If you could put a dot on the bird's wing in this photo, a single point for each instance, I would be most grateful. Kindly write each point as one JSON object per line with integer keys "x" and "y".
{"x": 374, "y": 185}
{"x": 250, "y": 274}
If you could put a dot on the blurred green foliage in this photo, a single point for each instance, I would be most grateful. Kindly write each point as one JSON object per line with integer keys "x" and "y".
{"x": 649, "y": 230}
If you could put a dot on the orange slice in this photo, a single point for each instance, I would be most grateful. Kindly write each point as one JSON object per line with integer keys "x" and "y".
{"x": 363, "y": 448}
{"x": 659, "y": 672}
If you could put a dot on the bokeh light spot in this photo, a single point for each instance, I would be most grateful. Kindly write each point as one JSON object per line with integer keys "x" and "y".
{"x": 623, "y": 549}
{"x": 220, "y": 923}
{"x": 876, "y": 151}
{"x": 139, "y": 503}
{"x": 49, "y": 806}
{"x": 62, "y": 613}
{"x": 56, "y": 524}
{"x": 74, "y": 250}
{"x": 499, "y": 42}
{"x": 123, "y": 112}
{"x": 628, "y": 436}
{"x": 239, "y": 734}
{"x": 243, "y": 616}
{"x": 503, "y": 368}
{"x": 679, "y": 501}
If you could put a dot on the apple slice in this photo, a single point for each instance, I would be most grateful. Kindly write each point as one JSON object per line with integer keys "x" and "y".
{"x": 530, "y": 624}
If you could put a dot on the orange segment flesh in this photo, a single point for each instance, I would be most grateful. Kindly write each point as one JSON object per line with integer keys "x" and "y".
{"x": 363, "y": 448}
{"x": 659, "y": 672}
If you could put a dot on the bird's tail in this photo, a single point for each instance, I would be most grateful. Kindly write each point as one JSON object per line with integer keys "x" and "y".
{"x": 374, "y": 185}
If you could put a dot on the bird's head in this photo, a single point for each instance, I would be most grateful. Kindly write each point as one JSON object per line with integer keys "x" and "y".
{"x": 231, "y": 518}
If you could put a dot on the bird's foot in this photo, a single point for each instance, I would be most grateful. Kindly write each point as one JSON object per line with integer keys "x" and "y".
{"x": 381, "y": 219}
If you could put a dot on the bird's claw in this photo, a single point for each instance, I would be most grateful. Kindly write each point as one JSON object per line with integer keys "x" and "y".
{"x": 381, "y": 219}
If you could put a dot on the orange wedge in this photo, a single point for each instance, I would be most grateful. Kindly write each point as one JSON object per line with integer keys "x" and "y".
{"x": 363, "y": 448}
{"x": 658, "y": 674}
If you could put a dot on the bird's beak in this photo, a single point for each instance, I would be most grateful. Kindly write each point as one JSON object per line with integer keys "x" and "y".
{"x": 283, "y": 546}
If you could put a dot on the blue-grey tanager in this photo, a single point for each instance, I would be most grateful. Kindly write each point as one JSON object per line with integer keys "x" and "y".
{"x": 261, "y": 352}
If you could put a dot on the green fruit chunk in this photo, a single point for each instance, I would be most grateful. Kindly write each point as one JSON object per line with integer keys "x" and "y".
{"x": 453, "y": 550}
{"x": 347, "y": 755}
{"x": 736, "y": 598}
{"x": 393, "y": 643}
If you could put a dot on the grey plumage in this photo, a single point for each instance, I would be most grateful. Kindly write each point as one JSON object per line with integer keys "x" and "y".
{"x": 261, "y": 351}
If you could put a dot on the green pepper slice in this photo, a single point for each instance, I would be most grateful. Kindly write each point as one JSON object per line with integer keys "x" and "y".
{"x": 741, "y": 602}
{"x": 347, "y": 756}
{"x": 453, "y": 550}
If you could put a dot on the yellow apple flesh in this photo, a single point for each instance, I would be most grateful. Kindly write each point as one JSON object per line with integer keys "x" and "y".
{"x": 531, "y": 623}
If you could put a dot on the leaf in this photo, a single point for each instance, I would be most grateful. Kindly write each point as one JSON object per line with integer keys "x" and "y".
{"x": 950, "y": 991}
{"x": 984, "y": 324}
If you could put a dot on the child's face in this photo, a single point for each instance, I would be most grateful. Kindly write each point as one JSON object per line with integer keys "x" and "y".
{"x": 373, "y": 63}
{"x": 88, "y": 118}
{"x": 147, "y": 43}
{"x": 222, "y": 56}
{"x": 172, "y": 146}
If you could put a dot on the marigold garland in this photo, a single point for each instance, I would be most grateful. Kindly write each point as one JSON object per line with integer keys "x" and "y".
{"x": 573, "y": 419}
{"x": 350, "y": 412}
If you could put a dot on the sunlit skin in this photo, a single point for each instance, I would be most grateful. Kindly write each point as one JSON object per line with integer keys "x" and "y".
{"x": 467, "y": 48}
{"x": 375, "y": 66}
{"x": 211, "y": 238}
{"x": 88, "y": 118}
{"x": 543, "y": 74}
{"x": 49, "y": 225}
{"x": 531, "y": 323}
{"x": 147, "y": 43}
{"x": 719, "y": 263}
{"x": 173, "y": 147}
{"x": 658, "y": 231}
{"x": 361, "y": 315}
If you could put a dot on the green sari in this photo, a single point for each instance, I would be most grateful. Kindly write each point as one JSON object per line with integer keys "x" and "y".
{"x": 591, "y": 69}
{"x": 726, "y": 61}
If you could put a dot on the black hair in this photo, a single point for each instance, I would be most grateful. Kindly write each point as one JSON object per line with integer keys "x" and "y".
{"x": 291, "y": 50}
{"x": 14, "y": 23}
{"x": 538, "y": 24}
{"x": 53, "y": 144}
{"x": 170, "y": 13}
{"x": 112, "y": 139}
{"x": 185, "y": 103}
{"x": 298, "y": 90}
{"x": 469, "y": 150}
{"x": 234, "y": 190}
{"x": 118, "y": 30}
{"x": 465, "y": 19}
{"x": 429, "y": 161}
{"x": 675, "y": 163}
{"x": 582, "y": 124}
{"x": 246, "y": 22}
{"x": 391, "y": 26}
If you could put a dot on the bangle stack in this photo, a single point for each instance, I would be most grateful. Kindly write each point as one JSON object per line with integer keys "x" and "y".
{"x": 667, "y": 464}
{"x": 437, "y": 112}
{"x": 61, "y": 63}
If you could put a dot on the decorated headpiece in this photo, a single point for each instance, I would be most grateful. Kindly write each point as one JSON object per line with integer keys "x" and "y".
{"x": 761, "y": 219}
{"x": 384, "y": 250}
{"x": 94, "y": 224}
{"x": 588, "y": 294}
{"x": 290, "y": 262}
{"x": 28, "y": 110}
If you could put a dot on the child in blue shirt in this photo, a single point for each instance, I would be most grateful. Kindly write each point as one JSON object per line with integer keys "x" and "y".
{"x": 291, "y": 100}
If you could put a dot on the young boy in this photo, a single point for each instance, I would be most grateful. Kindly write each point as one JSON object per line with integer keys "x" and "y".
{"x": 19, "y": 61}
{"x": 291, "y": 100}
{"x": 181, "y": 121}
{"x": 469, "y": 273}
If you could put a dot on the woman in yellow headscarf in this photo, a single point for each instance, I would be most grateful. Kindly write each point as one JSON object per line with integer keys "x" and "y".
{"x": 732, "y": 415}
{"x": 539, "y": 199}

_____

_What is needed_
Recast all the rows above as a Markdown table with the columns Number and Line. Give each line its own number and leave out blank lines.

_Response to this task_
| Number | Line |
|---|---|
| 1 | If you could put a dot on the bird's wing in this photo, a single point for each instance, I would be most grateful. Kindly write each point as one JSON object per line with integer keys "x" and "y". |
| 2 | {"x": 374, "y": 185} |
| 3 | {"x": 250, "y": 274} |
| 4 | If you could put a dot on the blurred green foliage in this photo, a single point for each instance, I would be most grateful. Kindly write each point as one JSON object per line with integer keys "x" and "y". |
| 5 | {"x": 649, "y": 230} |
| 6 | If you could put a dot on the orange slice in this photo, a single point for each instance, I would be most grateful. Kindly write each point as one JSON object per line with integer keys "x" and "y". |
| 7 | {"x": 363, "y": 448} |
| 8 | {"x": 659, "y": 672} |
| 9 | If you could put a dot on the bokeh light spot in this photo, a single point for each instance, I would be most grateful. Kindly write each point as one JSON object per line with integer keys "x" and "y". |
| 10 | {"x": 623, "y": 549} |
| 11 | {"x": 220, "y": 923} |
| 12 | {"x": 876, "y": 151} |
| 13 | {"x": 139, "y": 503} |
| 14 | {"x": 49, "y": 806} |
| 15 | {"x": 62, "y": 613} |
| 16 | {"x": 56, "y": 524} |
| 17 | {"x": 74, "y": 250} |
| 18 | {"x": 499, "y": 42} |
| 19 | {"x": 123, "y": 112} |
| 20 | {"x": 628, "y": 436} |
| 21 | {"x": 239, "y": 734} |
| 22 | {"x": 243, "y": 616} |
| 23 | {"x": 503, "y": 368} |
| 24 | {"x": 679, "y": 501} |
| 25 | If you could put a dot on the apple slice in this photo, a single point for each instance, I would be most grateful. Kindly write each point as one JSON object per line with integer keys "x" and "y". |
| 26 | {"x": 530, "y": 624} |
| 27 | If you could put a dot on the orange segment flesh in this photo, a single point for each instance, I would be most grateful. Kindly write each point as one JSON object per line with integer keys "x" and "y". |
| 28 | {"x": 363, "y": 448} |
| 29 | {"x": 659, "y": 672} |
| 30 | If you could put a dot on the bird's tail in this photo, a single point for each instance, I would be most grateful. Kindly write each point as one JSON object per line with integer keys "x" and "y". |
| 31 | {"x": 374, "y": 185} |
| 32 | If you could put a dot on the bird's head in this photo, a single point for each instance, I would be most grateful. Kindly write each point as one JSON object per line with integer keys "x" and "y". |
| 33 | {"x": 231, "y": 518} |
| 34 | If you could put a dot on the bird's foot in this photo, a single point for each instance, I would be most grateful. Kindly write each point as one JSON object per line with integer keys "x" and "y". |
| 35 | {"x": 381, "y": 219} |
| 36 | If you could put a dot on the bird's claw in this photo, a single point for each instance, I would be most grateful. Kindly write each point as one JSON object per line with integer keys "x" and "y". |
| 37 | {"x": 381, "y": 219} |
| 38 | If you could put a dot on the orange wedge in this photo, a single point for each instance, I would be most grateful. Kindly write each point as one JSON object per line with integer keys "x" and "y". |
| 39 | {"x": 363, "y": 448} |
| 40 | {"x": 658, "y": 674} |
| 41 | If you could put a dot on the bird's beak in this photo, a single point for each instance, I would be most grateful. Kindly write each point as one JSON object per line with integer keys "x" and "y". |
| 42 | {"x": 283, "y": 546} |
| 43 | If you could put a dot on the blue-grey tanager in this photo, a single point for each instance, I would be most grateful. Kindly write each point as one JSON object per line with integer keys "x" and "y". |
| 44 | {"x": 261, "y": 352} |
| 45 | If you could put a dot on the green fruit chunk in this photo, a single point for each instance, I would be most grateful. Kindly write each point as one JSON object per line with integer keys "x" and "y". |
| 46 | {"x": 453, "y": 550} |
| 47 | {"x": 347, "y": 755} |
| 48 | {"x": 736, "y": 598} |
| 49 | {"x": 393, "y": 643} |
| 50 | If you could put a dot on the grey plumage in this photo, a single point for each instance, I would be most grateful. Kindly write each point as one JSON object per line with integer keys "x" and "y". |
| 51 | {"x": 261, "y": 351} |
| 52 | If you could put a dot on the green pepper slice in this photo, a single point for each instance, I would be most grateful. Kindly write each point as one JSON object per line with integer keys "x" and "y". |
| 53 | {"x": 741, "y": 602} |
| 54 | {"x": 347, "y": 756} |
| 55 | {"x": 453, "y": 550} |
| 56 | If you could put a dot on the yellow apple flesh in this photo, a single point for each instance, I would be most grateful. Kindly write each point as one JSON object per line with integer keys "x" and "y". |
| 57 | {"x": 531, "y": 623} |
| 58 | If you could put a dot on the leaf in this photo, a single point for each instance, I would be most grateful. Kindly write each point as one JSON object per line with integer keys "x" and "y". |
| 59 | {"x": 950, "y": 991} |
| 60 | {"x": 984, "y": 324} |
| 61 | If you could put a dot on the child's face in this photo, a single point for each instance, I would be most grateful. Kindly write each point as one JSON object per line with integer keys "x" and "y". |
| 62 | {"x": 373, "y": 63} |
| 63 | {"x": 88, "y": 118} |
| 64 | {"x": 147, "y": 43} |
| 65 | {"x": 222, "y": 56} |
| 66 | {"x": 172, "y": 146} |
| 67 | If you could put a dot on the marigold garland in this photo, a single point for each instance, I would be most grateful. Kindly write each point as one JSON object per line with integer keys "x" and "y". |
| 68 | {"x": 573, "y": 419} |
| 69 | {"x": 350, "y": 412} |
| 70 | If you could put a dot on the sunlit skin in this photo, a single point for each instance, I would be most grateful. Kindly write each point as one JSON object per line with integer keys "x" and "y". |
| 71 | {"x": 467, "y": 48} |
| 72 | {"x": 375, "y": 66} |
| 73 | {"x": 211, "y": 238} |
| 74 | {"x": 88, "y": 118} |
| 75 | {"x": 543, "y": 74} |
| 76 | {"x": 49, "y": 225} |
| 77 | {"x": 531, "y": 323} |
| 78 | {"x": 147, "y": 43} |
| 79 | {"x": 719, "y": 263} |
| 80 | {"x": 173, "y": 147} |
| 81 | {"x": 658, "y": 231} |
| 82 | {"x": 361, "y": 315} |
| 83 | If you could put a dot on the green sari in this photo, a single point for each instance, I would be most grateful. Kindly write each point as one JSON object per line with integer keys "x" and "y". |
| 84 | {"x": 591, "y": 69} |
| 85 | {"x": 726, "y": 61} |
| 86 | If you could put a dot on the black hair in this photo, a single point for each instance, I would be most grateful. Kindly write each point as one JSON object per line with integer keys "x" and "y". |
| 87 | {"x": 291, "y": 50} |
| 88 | {"x": 14, "y": 23} |
| 89 | {"x": 538, "y": 24} |
| 90 | {"x": 53, "y": 144} |
| 91 | {"x": 170, "y": 13} |
| 92 | {"x": 112, "y": 139} |
| 93 | {"x": 185, "y": 103} |
| 94 | {"x": 298, "y": 90} |
| 95 | {"x": 469, "y": 150} |
| 96 | {"x": 234, "y": 190} |
| 97 | {"x": 118, "y": 30} |
| 98 | {"x": 465, "y": 19} |
| 99 | {"x": 429, "y": 161} |
| 100 | {"x": 675, "y": 163} |
| 101 | {"x": 582, "y": 124} |
| 102 | {"x": 246, "y": 22} |
| 103 | {"x": 391, "y": 26} |
| 104 | If you could put a dot on the bangle stack in this photo, a single point for each instance, I would be most grateful. Kindly write each point as one JSON object per line with integer keys "x" and "y". |
| 105 | {"x": 667, "y": 464} |
| 106 | {"x": 437, "y": 112} |
| 107 | {"x": 61, "y": 63} |
| 108 | If you could put a dot on the decorated headpiece in this photo, a single point for each instance, I would be most grateful. Kindly write each point as one JSON object per line with integer keys "x" and "y". |
| 109 | {"x": 761, "y": 219} |
| 110 | {"x": 384, "y": 250} |
| 111 | {"x": 94, "y": 224} |
| 112 | {"x": 588, "y": 294} |
| 113 | {"x": 290, "y": 262} |
| 114 | {"x": 28, "y": 110} |
| 115 | If you could put a dot on the child in blue shirt in this photo, a single point for each instance, I would be most grateful. Kindly write each point as one JSON object per line with integer keys "x" and "y". |
| 116 | {"x": 291, "y": 100} |
| 117 | If you could put a dot on the young boy in this photo, a single point for each instance, I would be most grateful. Kindly write each point as one JSON object per line with integer keys "x" and "y". |
| 118 | {"x": 19, "y": 61} |
| 119 | {"x": 291, "y": 100} |
| 120 | {"x": 181, "y": 121} |
| 121 | {"x": 469, "y": 273} |
| 122 | If you could put a dot on the woman in yellow headscarf in this photo, a single point for each instance, I would be most grateful. Kindly write each point as one JSON object per line with integer keys "x" and "y". |
| 123 | {"x": 732, "y": 415} |
| 124 | {"x": 539, "y": 199} |